## EXTRACT
* Begin *

To prevent belligerent actions in a zone encompassing water approaches to the Western hemisphere, President Franklin D. Roosevelt, on September 5, 1939, ordered formation of a Neutrality Patrol—an action subsequently endorsed by the Pan-American states. Within a week eight units had been organized to cover offshore waters from Newfoundland to the Guianas. The Chief of Naval Operations called the presence of the Neutrality Patrol “a deterrent against embarrassing situations which might come within our waters.”

Admiral Stark spearheaded the drive for “Two Ocean Navy” legislation, that passed Congress in July 1940. The Naval Expansion Act provided more than 1.3 million tons of new construction, including Essex-class carriers, Iowa-class battleships, Cleveland- and Baltimore- classes light and heavy cruisers, submarines, Fletcher-class destroyers, plus auxiliaries, and escort vessels. Considerable time would, of course, be required before the tonnage authorized by this act actually became available. However, the active fleet was markedly strengthened when battleships USS North Carolina and USS Washington and aircraft carrier USS Hornet were commissioned in 1941.

World War I duty with Admiral William S. Sims in London had impressed upon Admiral Stark the vital nature of early planning for coordination between the U.S. and Royal navies. Accordingly in mid-1940, the Chief of Naval Operations sent Rear Admiral Robert L. Ghormley to England for informal conversations with British naval authorities. This was a move toward a 1941 series of secret Anglo-American staff planning sessions from which emerged agreements on major strategy and combined operations.

* End *

## STORED RECORDS
* Begin *

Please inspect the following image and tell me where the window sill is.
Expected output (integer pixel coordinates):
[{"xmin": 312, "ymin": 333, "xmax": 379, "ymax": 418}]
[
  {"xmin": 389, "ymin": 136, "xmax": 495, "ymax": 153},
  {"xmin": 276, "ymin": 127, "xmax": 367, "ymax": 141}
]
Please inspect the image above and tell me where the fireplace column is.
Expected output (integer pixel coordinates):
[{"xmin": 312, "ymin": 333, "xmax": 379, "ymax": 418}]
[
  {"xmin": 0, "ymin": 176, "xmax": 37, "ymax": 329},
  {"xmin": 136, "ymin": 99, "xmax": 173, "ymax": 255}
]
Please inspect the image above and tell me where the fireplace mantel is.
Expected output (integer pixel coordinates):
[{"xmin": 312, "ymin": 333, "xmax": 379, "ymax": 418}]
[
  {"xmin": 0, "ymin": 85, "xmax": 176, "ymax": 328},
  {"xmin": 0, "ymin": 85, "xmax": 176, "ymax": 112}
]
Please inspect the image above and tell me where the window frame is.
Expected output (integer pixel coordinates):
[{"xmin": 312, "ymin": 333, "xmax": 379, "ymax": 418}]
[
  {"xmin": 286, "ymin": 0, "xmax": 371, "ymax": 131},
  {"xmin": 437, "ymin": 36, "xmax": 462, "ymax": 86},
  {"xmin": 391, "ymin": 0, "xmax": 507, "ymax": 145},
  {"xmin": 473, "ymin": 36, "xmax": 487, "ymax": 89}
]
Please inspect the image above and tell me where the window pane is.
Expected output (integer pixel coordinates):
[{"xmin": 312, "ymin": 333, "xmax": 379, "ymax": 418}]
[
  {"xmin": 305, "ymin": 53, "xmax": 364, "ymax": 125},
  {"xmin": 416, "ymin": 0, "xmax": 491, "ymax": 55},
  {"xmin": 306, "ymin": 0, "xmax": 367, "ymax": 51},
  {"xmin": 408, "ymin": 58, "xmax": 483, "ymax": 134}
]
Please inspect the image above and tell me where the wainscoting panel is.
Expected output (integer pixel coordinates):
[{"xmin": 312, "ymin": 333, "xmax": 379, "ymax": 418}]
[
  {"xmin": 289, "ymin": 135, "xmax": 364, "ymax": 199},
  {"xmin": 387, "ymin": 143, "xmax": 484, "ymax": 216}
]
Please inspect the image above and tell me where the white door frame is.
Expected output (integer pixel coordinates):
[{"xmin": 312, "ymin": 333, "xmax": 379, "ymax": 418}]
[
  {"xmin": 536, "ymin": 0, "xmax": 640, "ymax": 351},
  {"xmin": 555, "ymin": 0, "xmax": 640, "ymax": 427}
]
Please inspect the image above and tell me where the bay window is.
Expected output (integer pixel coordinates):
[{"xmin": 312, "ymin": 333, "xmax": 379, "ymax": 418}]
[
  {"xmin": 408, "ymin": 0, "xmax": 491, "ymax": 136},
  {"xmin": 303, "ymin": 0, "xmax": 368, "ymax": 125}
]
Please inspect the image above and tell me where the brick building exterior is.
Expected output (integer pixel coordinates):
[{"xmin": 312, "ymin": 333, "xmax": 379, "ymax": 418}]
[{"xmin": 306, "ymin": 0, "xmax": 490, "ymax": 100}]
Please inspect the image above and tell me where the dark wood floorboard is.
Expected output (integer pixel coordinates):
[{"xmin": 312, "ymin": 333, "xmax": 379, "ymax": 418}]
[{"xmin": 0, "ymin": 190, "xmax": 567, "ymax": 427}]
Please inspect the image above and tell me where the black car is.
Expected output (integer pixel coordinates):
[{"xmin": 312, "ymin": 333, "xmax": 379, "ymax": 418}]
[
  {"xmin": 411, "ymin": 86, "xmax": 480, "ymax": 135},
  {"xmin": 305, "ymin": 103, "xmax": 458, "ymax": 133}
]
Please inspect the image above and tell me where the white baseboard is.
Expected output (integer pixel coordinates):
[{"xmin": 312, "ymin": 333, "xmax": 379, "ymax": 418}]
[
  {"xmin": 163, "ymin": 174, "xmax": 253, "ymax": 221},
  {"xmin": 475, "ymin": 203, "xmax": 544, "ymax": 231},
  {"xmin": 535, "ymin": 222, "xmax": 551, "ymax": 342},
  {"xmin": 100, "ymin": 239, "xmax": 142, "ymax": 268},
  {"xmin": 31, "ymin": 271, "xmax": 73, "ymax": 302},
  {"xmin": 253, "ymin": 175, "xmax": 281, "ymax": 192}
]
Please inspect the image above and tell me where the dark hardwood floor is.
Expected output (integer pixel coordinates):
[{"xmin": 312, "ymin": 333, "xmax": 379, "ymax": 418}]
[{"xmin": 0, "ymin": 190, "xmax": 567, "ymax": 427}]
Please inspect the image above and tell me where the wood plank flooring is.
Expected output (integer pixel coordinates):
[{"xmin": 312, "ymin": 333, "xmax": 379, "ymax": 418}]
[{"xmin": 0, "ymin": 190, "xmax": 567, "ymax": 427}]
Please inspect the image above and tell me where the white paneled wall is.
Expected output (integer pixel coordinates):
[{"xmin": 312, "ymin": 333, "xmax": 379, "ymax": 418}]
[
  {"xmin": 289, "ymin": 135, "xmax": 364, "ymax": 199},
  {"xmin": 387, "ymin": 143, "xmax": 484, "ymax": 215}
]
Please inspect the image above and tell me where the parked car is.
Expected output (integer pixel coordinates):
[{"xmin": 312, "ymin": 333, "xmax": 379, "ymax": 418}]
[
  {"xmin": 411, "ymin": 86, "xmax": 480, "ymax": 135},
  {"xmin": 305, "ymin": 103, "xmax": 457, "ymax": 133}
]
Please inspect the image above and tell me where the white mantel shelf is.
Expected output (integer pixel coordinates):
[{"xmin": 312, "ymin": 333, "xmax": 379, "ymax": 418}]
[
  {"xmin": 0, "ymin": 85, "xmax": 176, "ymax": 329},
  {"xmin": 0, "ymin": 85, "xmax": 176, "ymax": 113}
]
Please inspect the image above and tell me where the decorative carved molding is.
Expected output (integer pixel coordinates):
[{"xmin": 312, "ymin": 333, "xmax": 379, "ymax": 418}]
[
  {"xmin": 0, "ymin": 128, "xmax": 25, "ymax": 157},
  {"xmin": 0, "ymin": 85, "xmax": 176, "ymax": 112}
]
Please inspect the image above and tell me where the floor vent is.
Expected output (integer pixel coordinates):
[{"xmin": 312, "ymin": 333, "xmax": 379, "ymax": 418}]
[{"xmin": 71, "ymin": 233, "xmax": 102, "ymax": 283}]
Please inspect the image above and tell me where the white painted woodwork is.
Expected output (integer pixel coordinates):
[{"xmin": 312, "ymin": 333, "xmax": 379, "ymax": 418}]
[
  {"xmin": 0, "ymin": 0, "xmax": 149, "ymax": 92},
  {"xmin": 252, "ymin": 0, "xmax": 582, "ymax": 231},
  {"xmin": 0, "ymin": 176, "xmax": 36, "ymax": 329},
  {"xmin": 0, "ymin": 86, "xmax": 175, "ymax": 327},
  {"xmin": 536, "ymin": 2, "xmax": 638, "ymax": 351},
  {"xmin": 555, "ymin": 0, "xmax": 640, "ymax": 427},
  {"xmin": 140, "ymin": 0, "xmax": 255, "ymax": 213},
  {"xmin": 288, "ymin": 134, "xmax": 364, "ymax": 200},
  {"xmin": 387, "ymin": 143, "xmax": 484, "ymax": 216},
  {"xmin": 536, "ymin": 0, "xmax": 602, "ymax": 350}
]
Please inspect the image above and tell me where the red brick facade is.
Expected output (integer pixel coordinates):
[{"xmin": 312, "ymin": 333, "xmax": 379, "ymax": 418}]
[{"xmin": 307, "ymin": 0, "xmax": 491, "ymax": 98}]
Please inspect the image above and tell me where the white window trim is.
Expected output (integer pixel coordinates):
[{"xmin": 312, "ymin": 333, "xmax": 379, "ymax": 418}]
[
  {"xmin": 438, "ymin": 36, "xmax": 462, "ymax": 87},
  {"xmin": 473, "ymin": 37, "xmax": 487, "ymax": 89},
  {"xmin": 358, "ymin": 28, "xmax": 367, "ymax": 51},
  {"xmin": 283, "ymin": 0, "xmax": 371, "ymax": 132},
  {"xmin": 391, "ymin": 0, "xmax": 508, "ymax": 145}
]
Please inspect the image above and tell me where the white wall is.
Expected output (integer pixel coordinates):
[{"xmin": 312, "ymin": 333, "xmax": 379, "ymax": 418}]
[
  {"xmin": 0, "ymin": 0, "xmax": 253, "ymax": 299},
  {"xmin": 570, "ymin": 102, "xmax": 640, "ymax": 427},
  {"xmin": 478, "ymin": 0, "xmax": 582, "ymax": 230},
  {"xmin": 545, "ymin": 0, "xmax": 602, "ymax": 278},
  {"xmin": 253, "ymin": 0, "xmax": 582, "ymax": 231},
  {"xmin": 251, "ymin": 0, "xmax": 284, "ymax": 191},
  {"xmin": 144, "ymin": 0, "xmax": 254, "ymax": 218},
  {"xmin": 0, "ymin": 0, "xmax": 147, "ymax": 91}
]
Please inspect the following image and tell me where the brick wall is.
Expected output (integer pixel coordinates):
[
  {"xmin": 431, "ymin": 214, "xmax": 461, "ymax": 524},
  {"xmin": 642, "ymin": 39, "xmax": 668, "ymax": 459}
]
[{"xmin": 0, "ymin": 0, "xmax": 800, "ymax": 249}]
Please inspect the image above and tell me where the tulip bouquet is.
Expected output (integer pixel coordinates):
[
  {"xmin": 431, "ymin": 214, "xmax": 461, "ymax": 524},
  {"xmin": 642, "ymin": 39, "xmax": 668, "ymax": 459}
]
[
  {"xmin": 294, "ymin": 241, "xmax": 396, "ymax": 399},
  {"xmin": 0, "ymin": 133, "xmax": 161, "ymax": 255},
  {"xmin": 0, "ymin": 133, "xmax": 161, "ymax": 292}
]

* End *

## PROBLEM TO WORK ON
Can you copy the passage above on the Neutrality Patrol and the prewar naval buildup in full, word for word?

## WRITTEN SOLUTION
To prevent belligerent actions in a zone encompassing water approaches to the Western hemisphere, President Franklin D. Roosevelt, on September 5, 1939, ordered formation of a Neutrality Patrol—an action subsequently endorsed by the Pan-American states. Within a week eight units had been organized to cover offshore waters from Newfoundland to the Guianas. The Chief of Naval Operations called the presence of the Neutrality Patrol “a deterrent against embarrassing situations which might come within our waters.”

Admiral Stark spearheaded the drive for “Two Ocean Navy” legislation, that passed Congress in July 1940. The Naval Expansion Act provided more than 1.3 million tons of new construction, including Essex-class carriers, Iowa-class battleships, Cleveland- and Baltimore- classes light and heavy cruisers, submarines, Fletcher-class destroyers, plus auxiliaries, and escort vessels. Considerable time would, of course, be required before the tonnage authorized by this act actually became available. However, the active fleet was markedly strengthened when battleships USS North Carolina and USS Washington and aircraft carrier USS Hornet were commissioned in 1941.

World War I duty with Admiral William S. Sims in London had impressed upon Admiral Stark the vital nature of early planning for coordination between the U.S. and Royal navies. Accordingly in mid-1940, the Chief of Naval Operations sent Rear Admiral Robert L. Ghormley to England for informal conversations with British naval authorities. This was a move toward a 1941 series of secret Anglo-American staff planning sessions from which emerged agreements on major strategy and combined operations.